Reynolds's parents encouraged all their children to take a practical interest in art, his elder sister, Elizabeth, recalling how they had been allowed to draw on the whitewashed walls of a long passage with burnt sticks. As James Boswell later noted, Reynolds's ‘two eldest sisters did little things … and he copied them. He used to copy all the frontispieces and plates in books’ (Hilles, Portraits, 20–21). Several of these copies have survived (J. Edgcumbe, ‘Reynolds's earliest drawings’, Burlington Magazine, 129, 1987, 724–6). They include a slight perspective drawing from The Practice of Perspective by Jean Dubreuil, a detail of a library from William Parson's English translation of Félibien, The Tent of Darius Explain'd, and a figure adapted from Jacob Cats's Spiegel of 1656.

**Required work**
1: In the passage about Reynolds's early drawing, what did the children use to draw on the whitewashed walls of the long passage?
2: Transcribe the passage about Reynolds's early drawing word for word, beginning at the words "Reynolds's parents encouraged" and stopping after "Spiegel of 1656.".

**Data extract**
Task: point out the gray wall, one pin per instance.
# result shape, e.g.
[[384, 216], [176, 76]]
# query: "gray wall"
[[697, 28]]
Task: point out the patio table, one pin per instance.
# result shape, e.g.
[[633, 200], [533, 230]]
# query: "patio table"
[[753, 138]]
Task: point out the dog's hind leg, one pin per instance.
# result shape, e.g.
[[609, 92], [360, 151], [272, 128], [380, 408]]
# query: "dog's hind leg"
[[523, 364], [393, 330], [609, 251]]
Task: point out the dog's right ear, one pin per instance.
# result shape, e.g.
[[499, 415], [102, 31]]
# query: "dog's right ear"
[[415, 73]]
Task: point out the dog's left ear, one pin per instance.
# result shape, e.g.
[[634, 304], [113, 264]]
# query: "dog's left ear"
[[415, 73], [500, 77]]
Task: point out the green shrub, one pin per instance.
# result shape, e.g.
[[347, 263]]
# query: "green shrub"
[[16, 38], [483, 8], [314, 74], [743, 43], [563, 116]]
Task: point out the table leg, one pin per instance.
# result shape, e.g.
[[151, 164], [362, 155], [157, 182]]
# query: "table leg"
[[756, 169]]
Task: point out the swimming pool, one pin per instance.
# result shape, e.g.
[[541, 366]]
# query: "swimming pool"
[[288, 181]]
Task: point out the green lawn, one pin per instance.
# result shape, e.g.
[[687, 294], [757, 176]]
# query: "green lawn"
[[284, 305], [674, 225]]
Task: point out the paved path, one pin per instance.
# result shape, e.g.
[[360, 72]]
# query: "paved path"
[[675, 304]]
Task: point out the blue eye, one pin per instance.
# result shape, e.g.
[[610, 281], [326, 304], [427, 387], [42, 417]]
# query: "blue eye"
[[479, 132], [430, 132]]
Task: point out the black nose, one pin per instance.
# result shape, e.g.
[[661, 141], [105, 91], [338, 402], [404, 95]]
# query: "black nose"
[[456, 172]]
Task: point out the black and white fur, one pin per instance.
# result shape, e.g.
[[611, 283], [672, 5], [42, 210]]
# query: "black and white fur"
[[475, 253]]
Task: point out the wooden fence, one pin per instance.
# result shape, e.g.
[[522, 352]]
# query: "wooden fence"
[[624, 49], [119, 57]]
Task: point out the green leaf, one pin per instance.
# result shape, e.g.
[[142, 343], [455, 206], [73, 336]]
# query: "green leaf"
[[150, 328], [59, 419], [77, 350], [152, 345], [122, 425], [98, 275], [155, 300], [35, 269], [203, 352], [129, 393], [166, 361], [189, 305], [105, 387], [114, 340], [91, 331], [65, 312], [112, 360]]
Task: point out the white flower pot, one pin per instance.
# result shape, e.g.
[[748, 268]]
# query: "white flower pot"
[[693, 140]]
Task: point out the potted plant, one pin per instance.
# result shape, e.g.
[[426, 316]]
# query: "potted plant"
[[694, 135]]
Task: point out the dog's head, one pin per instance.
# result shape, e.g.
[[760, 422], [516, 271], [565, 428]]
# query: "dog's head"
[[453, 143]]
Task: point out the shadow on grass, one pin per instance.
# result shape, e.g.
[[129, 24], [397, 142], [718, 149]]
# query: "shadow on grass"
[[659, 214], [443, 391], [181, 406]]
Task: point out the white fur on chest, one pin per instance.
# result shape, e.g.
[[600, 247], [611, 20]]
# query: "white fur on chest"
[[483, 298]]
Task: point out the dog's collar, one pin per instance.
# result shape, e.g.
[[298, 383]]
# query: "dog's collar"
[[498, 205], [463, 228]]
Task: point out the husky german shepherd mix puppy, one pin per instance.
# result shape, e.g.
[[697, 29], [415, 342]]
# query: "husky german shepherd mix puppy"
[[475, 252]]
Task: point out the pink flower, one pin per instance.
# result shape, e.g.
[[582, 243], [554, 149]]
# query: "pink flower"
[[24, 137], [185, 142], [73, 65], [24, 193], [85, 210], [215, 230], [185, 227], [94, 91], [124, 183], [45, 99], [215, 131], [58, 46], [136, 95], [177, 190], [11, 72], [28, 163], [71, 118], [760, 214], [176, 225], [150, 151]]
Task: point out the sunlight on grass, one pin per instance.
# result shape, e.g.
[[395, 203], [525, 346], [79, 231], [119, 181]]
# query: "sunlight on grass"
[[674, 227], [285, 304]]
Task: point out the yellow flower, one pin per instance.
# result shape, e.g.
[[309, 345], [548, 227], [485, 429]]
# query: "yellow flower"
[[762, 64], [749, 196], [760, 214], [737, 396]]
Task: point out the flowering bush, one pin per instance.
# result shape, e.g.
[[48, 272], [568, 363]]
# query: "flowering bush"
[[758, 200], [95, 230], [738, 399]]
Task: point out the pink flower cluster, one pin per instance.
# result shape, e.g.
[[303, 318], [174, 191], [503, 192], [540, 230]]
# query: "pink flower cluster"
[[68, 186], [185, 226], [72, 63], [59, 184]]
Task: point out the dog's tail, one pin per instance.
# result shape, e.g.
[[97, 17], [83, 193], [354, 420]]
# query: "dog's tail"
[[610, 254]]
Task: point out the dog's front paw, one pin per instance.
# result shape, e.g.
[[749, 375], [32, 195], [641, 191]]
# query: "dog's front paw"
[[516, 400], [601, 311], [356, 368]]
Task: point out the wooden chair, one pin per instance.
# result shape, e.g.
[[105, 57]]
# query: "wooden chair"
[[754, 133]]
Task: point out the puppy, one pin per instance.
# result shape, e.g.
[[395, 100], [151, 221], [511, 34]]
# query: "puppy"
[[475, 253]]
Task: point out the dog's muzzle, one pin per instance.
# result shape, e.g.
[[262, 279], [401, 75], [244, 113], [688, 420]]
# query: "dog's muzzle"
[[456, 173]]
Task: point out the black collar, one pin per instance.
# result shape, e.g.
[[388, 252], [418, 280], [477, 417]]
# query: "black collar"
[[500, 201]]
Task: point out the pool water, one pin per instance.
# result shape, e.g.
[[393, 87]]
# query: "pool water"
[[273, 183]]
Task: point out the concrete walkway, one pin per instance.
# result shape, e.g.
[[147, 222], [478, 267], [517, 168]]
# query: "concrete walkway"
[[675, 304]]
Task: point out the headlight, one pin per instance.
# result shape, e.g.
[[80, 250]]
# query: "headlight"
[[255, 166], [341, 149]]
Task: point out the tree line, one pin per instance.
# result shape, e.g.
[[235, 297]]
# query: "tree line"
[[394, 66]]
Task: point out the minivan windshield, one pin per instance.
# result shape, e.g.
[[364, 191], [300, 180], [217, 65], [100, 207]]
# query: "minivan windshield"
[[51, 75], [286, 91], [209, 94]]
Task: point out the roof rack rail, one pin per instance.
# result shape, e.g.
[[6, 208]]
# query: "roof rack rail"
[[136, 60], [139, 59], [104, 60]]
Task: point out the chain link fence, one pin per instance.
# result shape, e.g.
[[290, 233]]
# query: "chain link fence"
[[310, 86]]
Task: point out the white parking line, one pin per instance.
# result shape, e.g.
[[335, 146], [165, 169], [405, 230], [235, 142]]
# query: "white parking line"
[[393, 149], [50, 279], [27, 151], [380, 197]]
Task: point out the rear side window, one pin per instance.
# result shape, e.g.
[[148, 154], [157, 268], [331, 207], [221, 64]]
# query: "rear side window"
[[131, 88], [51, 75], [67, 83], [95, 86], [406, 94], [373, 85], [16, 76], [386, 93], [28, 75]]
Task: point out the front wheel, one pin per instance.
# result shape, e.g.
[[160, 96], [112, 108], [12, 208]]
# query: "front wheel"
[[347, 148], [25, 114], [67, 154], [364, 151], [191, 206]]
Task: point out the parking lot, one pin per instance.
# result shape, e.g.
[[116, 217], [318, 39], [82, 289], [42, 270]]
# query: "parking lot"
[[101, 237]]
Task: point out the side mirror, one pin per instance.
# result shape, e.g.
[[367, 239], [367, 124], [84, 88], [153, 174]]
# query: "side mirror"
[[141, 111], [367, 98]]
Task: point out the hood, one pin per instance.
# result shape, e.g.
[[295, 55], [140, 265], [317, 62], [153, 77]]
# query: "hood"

**Exercise responses**
1: Burnt sticks.

2:
Reynolds's parents encouraged all their children to take a practical interest in art, his elder sister, Elizabeth, recalling how they had been allowed to draw on the whitewashed walls of a long passage with burnt sticks. As James Boswell later noted, Reynolds's ‘two eldest sisters did little things … and he copied them. He used to copy all the frontispieces and plates in books’ (Hilles, Portraits, 20–21). Several of these copies have survived (J. Edgcumbe, ‘Reynolds's earliest drawings’, Burlington Magazine, 129, 1987, 724–6). They include a slight perspective drawing from The Practice of Perspective by Jean Dubreuil, a detail of a library from William Parson's English translation of Félibien, The Tent of Darius Explain'd, and a figure adapted from Jacob Cats's Spiegel of 1656.